>> Start Source passage

Just to clarify a bit more.

It is $14 for the breakfast brunch - which is an extensive spread including expansive breakfast options, carving stations, desserts. It will be breakfast & lunch on the days used. We only will do this once or twice (too much food), but is great for last day before flight home.

The dinner cost is $23.50 - not $37 per dinner - and basically nothing is excluded. It is not intended for those eating as cheaply as possible on the resort; it is for those who prefer to sample the highest price items on the menu, including appetizer and dessert. 

It should be noted that all the restaurants on site offer a wide variety of items and prices. The highest end items (e.g.steak and lobster) are quite pricey. To get those, including appetizer and dessert, for 23 bucks total is good.

For a party of four adults, we often will use 2 of the dinner coupons and share the appetizers and desserts - plenty of food.

The bottom line: they are a good deal for people that like to splurge cheaply - not for those trying to eat as inexpensively as possible. When we are loaded down with grandkids - NO MEAL PLANS.

Mike


----------



## mikenk

heathpack said:


> We're heading to the Grand Luxxe Nuevo Vallarta in a few weeks and we only booked a studio.  I've actually been wondering if our cheapest/easiest bet dining-wise is to just hit the buffet late morning and leave it at that.  I think if you go in the last hour they serve, it's something like $10.

>> End Source passage

Brief A:
According to the forum post on resort meal plans, how much does the dinner plan cost?

>> Start Dataset extract

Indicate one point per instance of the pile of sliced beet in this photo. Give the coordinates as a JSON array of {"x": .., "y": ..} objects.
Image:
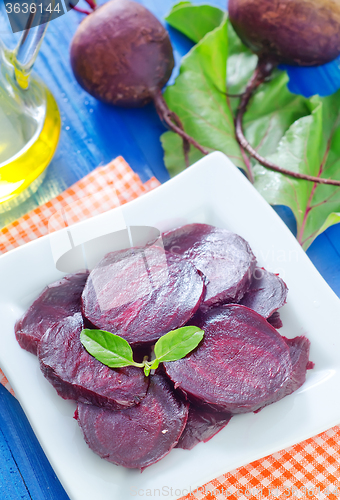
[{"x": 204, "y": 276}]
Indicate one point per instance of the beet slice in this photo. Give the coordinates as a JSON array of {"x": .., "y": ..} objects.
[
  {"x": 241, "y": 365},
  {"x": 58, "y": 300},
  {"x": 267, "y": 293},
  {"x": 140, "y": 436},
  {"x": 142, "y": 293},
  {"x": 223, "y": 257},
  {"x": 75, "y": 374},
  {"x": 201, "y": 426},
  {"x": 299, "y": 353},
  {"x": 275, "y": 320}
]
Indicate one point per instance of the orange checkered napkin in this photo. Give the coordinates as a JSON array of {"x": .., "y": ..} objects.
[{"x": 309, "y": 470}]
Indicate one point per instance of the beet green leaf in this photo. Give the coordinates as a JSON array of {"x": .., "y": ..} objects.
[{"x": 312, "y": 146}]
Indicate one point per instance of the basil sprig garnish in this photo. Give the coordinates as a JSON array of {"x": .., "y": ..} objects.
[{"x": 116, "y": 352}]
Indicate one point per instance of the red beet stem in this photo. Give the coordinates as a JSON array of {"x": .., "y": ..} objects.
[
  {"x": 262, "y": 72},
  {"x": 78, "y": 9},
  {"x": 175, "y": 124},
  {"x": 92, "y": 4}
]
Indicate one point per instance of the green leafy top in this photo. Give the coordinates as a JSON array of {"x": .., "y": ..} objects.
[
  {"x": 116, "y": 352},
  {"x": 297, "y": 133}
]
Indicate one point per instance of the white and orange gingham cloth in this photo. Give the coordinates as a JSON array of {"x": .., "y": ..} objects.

>> End Dataset extract

Brief B:
Please lay out the lines of the listing as a Markdown table with the columns Num and Content, starting at the line containing "Indicate one point per instance of the red" and ending at the last line of the listing. Leave out blank lines.

Output A:
$23.50 per dinner.

Output B:
| Num | Content |
|---|---|
| 1 | Indicate one point per instance of the red beet stem in this photo. Give the coordinates as a JSON array of {"x": .., "y": ..} objects. |
| 2 | [ |
| 3 |   {"x": 262, "y": 72}, |
| 4 |   {"x": 78, "y": 9}, |
| 5 |   {"x": 175, "y": 124}, |
| 6 |   {"x": 92, "y": 4} |
| 7 | ] |
| 8 | Indicate one point per instance of the green leafy top in this photo. Give the coordinates as a JSON array of {"x": .., "y": ..} objects. |
| 9 | [ |
| 10 |   {"x": 116, "y": 352}, |
| 11 |   {"x": 297, "y": 133} |
| 12 | ] |
| 13 | Indicate one point per instance of the white and orange gingham cloth in this photo. Give the coordinates as a JSON array of {"x": .., "y": ..} objects. |